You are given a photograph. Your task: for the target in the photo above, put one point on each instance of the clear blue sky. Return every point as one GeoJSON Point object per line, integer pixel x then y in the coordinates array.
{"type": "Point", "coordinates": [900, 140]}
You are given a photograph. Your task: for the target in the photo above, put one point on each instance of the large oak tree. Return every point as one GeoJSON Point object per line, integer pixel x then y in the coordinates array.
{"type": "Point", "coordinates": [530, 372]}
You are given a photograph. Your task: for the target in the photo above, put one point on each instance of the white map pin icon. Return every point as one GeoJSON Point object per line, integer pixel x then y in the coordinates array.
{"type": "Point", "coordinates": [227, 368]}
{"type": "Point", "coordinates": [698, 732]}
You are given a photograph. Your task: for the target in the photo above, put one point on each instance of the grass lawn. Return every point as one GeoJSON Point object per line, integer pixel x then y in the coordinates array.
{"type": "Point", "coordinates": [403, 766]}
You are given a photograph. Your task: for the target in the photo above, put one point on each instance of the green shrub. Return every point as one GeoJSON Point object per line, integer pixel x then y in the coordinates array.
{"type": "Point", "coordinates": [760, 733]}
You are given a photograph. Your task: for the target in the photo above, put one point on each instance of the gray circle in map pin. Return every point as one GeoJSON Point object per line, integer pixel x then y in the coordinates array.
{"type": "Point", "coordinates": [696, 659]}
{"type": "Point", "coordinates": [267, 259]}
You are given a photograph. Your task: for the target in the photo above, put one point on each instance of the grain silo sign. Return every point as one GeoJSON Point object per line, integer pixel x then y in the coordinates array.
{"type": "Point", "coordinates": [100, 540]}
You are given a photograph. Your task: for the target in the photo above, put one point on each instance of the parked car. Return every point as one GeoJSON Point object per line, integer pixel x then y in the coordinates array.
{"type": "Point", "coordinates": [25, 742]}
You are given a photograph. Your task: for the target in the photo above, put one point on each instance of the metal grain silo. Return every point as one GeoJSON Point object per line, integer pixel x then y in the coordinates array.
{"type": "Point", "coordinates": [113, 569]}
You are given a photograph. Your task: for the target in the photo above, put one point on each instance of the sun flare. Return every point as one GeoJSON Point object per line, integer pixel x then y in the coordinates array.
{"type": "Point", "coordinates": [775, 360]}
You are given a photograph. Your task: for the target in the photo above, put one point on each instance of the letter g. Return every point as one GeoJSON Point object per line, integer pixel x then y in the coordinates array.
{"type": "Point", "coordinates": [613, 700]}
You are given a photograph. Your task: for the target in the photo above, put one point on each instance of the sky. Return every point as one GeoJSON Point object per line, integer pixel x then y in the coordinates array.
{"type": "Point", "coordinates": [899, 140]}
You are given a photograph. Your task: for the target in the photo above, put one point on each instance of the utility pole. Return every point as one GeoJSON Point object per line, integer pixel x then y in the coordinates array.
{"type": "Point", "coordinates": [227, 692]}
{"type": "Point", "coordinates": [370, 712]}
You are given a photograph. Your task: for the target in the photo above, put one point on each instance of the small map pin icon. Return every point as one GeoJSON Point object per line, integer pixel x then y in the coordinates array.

◆ AIM ◆
Each line of the material should be duplicated exactly, please.

◆ WRITTEN RESPONSE ◆
You are given a photograph. Your task: for the target in the photo above, put one point on each instance of the clear blue sky. Return every point as one GeoJSON Point object per line, integer pixel x then y in the coordinates array.
{"type": "Point", "coordinates": [900, 140]}
You are given a photograph. Your task: for the target in the photo above, put one point on each instance of the large oak tree. Return every point as one GeoJSON Point object per line, integer pixel x then y in the coordinates array.
{"type": "Point", "coordinates": [530, 372]}
You are given a photograph. Your task: for the target in the photo above, put one point on each instance of the white map pin icon. Return every point as one GeoJSON Point object per line, integer pixel x then y in the coordinates array.
{"type": "Point", "coordinates": [227, 368]}
{"type": "Point", "coordinates": [698, 732]}
You are given a photograph. Your task: for the target in the photo above, put one point on each instance of the grass lawn. Return every point as one GeoJSON Point object per line, integer pixel x then y in the coordinates array.
{"type": "Point", "coordinates": [403, 766]}
You are given a photograph. Your task: for the target in the photo above, put one point on each instance of the green shrub. Return every point as one GeoJSON Point object per line, integer pixel x then y in the coordinates array.
{"type": "Point", "coordinates": [760, 733]}
You are given a photograph. Your task: for the target in the photo above, put one point on each instance of the gray circle in map pin. Return every point as one GeoJSON Point object per line, integer pixel x then y in the coordinates array.
{"type": "Point", "coordinates": [696, 659]}
{"type": "Point", "coordinates": [267, 259]}
You are given a photograph. Your task: for the target in the photo above, put one point on each instance of the grain silo sign. Return every point as one GeoJSON Point object per line, integer pixel x then y in the coordinates array.
{"type": "Point", "coordinates": [100, 540]}
You are given a photograph. Your task: for the target in the photo above, put one point on each instance of the parked car. Return every point as one GeoJSON Point object per line, integer pixel x then y in the coordinates array.
{"type": "Point", "coordinates": [25, 742]}
You are given a photograph. Your task: for the target in the photo above, put one point on each instance of the metal grain silo. Return every point as one GeoJSON Point object per line, integer pixel x then y in the coordinates array.
{"type": "Point", "coordinates": [113, 569]}
You are given a photograph. Your task: for the target in the photo above, put one point on each instance of the sun flare. Return every point as one GeoJSON Point object per line, integer pixel x then y in the coordinates array.
{"type": "Point", "coordinates": [775, 360]}
You are given a photograph. Your task: for the target in the photo above, put one point on each instance of the letter g. Return every point as one GeoJSON Point object per line, integer pixel x then y in the coordinates array.
{"type": "Point", "coordinates": [613, 700]}
You are given a photograph. Your task: for the target in the photo above, put one point on each instance of the sky. Return every point as one GeoJSON Point object per line, integer pixel x then y in the coordinates array.
{"type": "Point", "coordinates": [899, 140]}
You are given a photograph. Your task: for the target in the photo above, put one point on each instance of the utility pole. Return every point as one GeoJSON Point object per line, integer pixel x then y in the coordinates array.
{"type": "Point", "coordinates": [227, 692]}
{"type": "Point", "coordinates": [370, 712]}
You are given a photograph. Your task: for the target in the photo above, put one point on each instance of the small map pin icon. Return every point as one GeoJSON Point object per line, integer pixel x then y in the coordinates array.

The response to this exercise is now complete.